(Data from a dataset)

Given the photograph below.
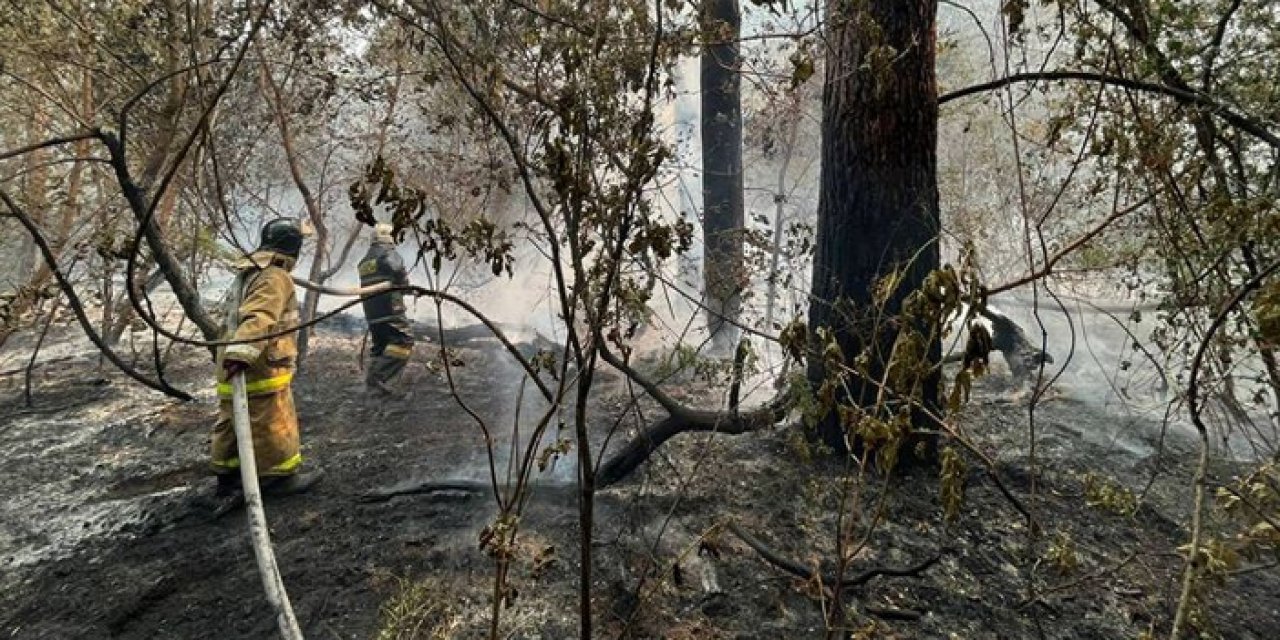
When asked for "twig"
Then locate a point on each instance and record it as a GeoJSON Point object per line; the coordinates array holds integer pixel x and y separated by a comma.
{"type": "Point", "coordinates": [73, 300]}
{"type": "Point", "coordinates": [801, 571]}
{"type": "Point", "coordinates": [35, 352]}
{"type": "Point", "coordinates": [266, 566]}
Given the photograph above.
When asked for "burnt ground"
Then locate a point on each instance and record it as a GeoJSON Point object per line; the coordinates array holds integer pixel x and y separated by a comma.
{"type": "Point", "coordinates": [106, 528]}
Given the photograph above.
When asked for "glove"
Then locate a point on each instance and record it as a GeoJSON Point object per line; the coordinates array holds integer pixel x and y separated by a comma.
{"type": "Point", "coordinates": [233, 366]}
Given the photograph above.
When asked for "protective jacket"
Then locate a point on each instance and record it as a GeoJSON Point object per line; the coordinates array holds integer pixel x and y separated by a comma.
{"type": "Point", "coordinates": [261, 302]}
{"type": "Point", "coordinates": [383, 264]}
{"type": "Point", "coordinates": [388, 325]}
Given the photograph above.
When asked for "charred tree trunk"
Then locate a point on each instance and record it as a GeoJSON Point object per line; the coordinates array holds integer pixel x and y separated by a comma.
{"type": "Point", "coordinates": [878, 200]}
{"type": "Point", "coordinates": [722, 167]}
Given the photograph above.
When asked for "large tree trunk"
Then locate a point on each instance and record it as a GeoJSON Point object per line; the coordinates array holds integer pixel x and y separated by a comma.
{"type": "Point", "coordinates": [722, 167]}
{"type": "Point", "coordinates": [878, 200]}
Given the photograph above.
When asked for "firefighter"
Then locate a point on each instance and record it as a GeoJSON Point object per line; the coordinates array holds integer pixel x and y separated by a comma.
{"type": "Point", "coordinates": [261, 302]}
{"type": "Point", "coordinates": [389, 327]}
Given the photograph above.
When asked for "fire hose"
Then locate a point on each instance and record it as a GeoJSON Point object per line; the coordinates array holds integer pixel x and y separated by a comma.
{"type": "Point", "coordinates": [266, 566]}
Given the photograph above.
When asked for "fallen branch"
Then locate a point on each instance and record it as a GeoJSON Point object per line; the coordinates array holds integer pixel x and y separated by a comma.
{"type": "Point", "coordinates": [681, 419]}
{"type": "Point", "coordinates": [805, 572]}
{"type": "Point", "coordinates": [648, 440]}
{"type": "Point", "coordinates": [73, 301]}
{"type": "Point", "coordinates": [266, 566]}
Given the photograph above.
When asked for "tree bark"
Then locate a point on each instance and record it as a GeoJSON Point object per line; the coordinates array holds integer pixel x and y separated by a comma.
{"type": "Point", "coordinates": [722, 167]}
{"type": "Point", "coordinates": [878, 196]}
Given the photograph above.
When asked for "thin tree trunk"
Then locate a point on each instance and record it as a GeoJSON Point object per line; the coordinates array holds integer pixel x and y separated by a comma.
{"type": "Point", "coordinates": [780, 200]}
{"type": "Point", "coordinates": [320, 256]}
{"type": "Point", "coordinates": [722, 167]}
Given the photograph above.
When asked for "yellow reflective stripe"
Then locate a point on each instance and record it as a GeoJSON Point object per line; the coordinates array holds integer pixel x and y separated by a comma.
{"type": "Point", "coordinates": [227, 464]}
{"type": "Point", "coordinates": [288, 466]}
{"type": "Point", "coordinates": [398, 351]}
{"type": "Point", "coordinates": [268, 384]}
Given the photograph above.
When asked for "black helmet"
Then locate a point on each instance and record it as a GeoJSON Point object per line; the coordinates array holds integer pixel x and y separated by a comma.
{"type": "Point", "coordinates": [282, 236]}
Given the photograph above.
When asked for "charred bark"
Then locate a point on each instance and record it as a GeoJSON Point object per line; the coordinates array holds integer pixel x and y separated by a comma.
{"type": "Point", "coordinates": [878, 200]}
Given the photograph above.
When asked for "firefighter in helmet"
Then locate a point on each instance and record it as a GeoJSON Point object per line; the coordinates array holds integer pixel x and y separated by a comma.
{"type": "Point", "coordinates": [261, 307]}
{"type": "Point", "coordinates": [389, 327]}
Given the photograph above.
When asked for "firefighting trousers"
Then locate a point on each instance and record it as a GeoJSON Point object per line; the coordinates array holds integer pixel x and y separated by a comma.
{"type": "Point", "coordinates": [277, 444]}
{"type": "Point", "coordinates": [393, 346]}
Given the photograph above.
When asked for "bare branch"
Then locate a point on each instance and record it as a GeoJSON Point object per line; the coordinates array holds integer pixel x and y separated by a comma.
{"type": "Point", "coordinates": [73, 301]}
{"type": "Point", "coordinates": [1180, 95]}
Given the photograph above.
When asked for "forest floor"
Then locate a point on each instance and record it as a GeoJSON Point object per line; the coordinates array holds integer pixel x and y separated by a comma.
{"type": "Point", "coordinates": [108, 530]}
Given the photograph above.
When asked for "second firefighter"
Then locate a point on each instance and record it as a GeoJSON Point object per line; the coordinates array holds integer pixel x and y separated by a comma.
{"type": "Point", "coordinates": [388, 325]}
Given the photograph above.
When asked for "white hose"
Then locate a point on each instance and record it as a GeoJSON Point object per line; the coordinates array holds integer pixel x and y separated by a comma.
{"type": "Point", "coordinates": [266, 567]}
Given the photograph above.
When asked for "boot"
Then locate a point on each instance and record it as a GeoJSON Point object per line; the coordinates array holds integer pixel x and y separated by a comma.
{"type": "Point", "coordinates": [383, 391]}
{"type": "Point", "coordinates": [293, 484]}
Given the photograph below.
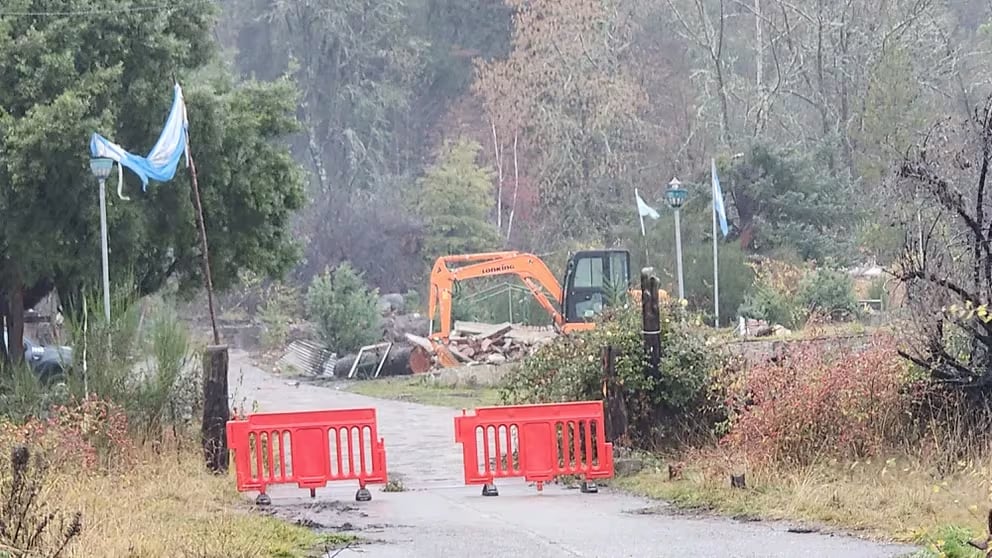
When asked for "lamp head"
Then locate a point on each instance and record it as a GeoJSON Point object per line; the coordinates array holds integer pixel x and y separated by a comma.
{"type": "Point", "coordinates": [101, 167]}
{"type": "Point", "coordinates": [676, 194]}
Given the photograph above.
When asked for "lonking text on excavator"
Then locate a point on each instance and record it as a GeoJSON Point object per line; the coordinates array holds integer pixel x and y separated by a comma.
{"type": "Point", "coordinates": [589, 279]}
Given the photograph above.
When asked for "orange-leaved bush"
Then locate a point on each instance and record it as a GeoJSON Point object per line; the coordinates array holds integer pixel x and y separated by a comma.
{"type": "Point", "coordinates": [91, 433]}
{"type": "Point", "coordinates": [814, 402]}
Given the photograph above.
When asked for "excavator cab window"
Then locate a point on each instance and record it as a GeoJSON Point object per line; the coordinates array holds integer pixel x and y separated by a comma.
{"type": "Point", "coordinates": [591, 279]}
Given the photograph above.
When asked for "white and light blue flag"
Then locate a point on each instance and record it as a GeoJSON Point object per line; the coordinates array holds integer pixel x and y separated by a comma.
{"type": "Point", "coordinates": [643, 209]}
{"type": "Point", "coordinates": [161, 162]}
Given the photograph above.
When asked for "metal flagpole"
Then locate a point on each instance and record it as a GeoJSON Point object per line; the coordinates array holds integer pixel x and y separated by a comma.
{"type": "Point", "coordinates": [716, 260]}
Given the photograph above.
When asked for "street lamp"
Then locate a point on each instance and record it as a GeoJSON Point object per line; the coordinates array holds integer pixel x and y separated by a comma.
{"type": "Point", "coordinates": [676, 196]}
{"type": "Point", "coordinates": [101, 167]}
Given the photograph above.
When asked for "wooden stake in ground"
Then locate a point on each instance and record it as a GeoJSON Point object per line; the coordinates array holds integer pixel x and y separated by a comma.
{"type": "Point", "coordinates": [216, 409]}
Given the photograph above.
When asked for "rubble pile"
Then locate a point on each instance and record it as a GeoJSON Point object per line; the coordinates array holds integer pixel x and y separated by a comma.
{"type": "Point", "coordinates": [495, 344]}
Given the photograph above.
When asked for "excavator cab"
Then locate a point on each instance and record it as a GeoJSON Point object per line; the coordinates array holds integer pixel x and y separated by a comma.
{"type": "Point", "coordinates": [593, 278]}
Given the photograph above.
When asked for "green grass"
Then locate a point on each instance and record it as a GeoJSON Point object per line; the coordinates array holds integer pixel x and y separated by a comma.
{"type": "Point", "coordinates": [428, 391]}
{"type": "Point", "coordinates": [895, 499]}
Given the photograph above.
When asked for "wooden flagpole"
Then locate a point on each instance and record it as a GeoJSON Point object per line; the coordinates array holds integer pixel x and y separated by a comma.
{"type": "Point", "coordinates": [208, 282]}
{"type": "Point", "coordinates": [216, 406]}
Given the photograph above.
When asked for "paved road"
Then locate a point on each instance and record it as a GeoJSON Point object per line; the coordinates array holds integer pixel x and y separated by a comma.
{"type": "Point", "coordinates": [438, 516]}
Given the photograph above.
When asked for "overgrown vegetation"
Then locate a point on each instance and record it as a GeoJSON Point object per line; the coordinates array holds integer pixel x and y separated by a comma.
{"type": "Point", "coordinates": [663, 409]}
{"type": "Point", "coordinates": [115, 449]}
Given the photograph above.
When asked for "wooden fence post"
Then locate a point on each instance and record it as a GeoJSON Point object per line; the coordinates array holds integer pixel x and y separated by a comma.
{"type": "Point", "coordinates": [651, 320]}
{"type": "Point", "coordinates": [216, 408]}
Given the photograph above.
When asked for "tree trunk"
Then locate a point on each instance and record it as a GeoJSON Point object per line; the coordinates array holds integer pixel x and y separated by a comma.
{"type": "Point", "coordinates": [4, 356]}
{"type": "Point", "coordinates": [15, 324]}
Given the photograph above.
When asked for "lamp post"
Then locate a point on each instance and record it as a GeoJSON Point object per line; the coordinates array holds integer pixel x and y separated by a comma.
{"type": "Point", "coordinates": [101, 168]}
{"type": "Point", "coordinates": [676, 196]}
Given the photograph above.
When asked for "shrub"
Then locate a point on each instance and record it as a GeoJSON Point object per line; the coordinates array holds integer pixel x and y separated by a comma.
{"type": "Point", "coordinates": [775, 297]}
{"type": "Point", "coordinates": [814, 402]}
{"type": "Point", "coordinates": [660, 409]}
{"type": "Point", "coordinates": [828, 292]}
{"type": "Point", "coordinates": [346, 311]}
{"type": "Point", "coordinates": [167, 392]}
{"type": "Point", "coordinates": [27, 526]}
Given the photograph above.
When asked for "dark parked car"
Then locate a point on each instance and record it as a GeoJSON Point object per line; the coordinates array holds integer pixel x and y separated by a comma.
{"type": "Point", "coordinates": [49, 362]}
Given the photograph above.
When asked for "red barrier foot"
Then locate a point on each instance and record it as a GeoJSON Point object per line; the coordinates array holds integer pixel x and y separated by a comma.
{"type": "Point", "coordinates": [589, 487]}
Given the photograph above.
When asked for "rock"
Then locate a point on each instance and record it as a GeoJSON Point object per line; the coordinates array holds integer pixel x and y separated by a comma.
{"type": "Point", "coordinates": [495, 358]}
{"type": "Point", "coordinates": [627, 466]}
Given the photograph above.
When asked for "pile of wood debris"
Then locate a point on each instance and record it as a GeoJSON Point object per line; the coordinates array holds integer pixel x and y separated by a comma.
{"type": "Point", "coordinates": [495, 344]}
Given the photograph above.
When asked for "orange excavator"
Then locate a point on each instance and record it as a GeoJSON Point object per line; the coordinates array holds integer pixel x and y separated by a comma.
{"type": "Point", "coordinates": [590, 278]}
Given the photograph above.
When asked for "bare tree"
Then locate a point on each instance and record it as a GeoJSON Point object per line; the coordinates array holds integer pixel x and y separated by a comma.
{"type": "Point", "coordinates": [947, 267]}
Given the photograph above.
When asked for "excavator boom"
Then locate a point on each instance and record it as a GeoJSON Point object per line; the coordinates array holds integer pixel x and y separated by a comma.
{"type": "Point", "coordinates": [531, 269]}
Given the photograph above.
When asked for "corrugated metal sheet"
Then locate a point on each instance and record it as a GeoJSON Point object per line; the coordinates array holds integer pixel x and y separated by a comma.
{"type": "Point", "coordinates": [307, 357]}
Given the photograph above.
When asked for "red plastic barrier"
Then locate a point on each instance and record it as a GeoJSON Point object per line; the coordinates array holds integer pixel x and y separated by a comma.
{"type": "Point", "coordinates": [309, 448]}
{"type": "Point", "coordinates": [536, 442]}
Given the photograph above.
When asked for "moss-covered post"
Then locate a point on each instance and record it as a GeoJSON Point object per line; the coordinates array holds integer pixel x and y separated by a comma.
{"type": "Point", "coordinates": [216, 408]}
{"type": "Point", "coordinates": [651, 320]}
{"type": "Point", "coordinates": [615, 410]}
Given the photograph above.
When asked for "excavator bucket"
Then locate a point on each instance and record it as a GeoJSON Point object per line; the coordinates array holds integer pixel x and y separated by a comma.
{"type": "Point", "coordinates": [444, 356]}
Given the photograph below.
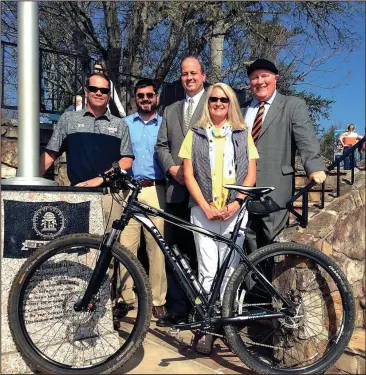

### Goal of the exercise
How many lines of the data above contain the string "helmet"? Matching is case-sensitive; reply with the number alone.

### Output of the exercise
2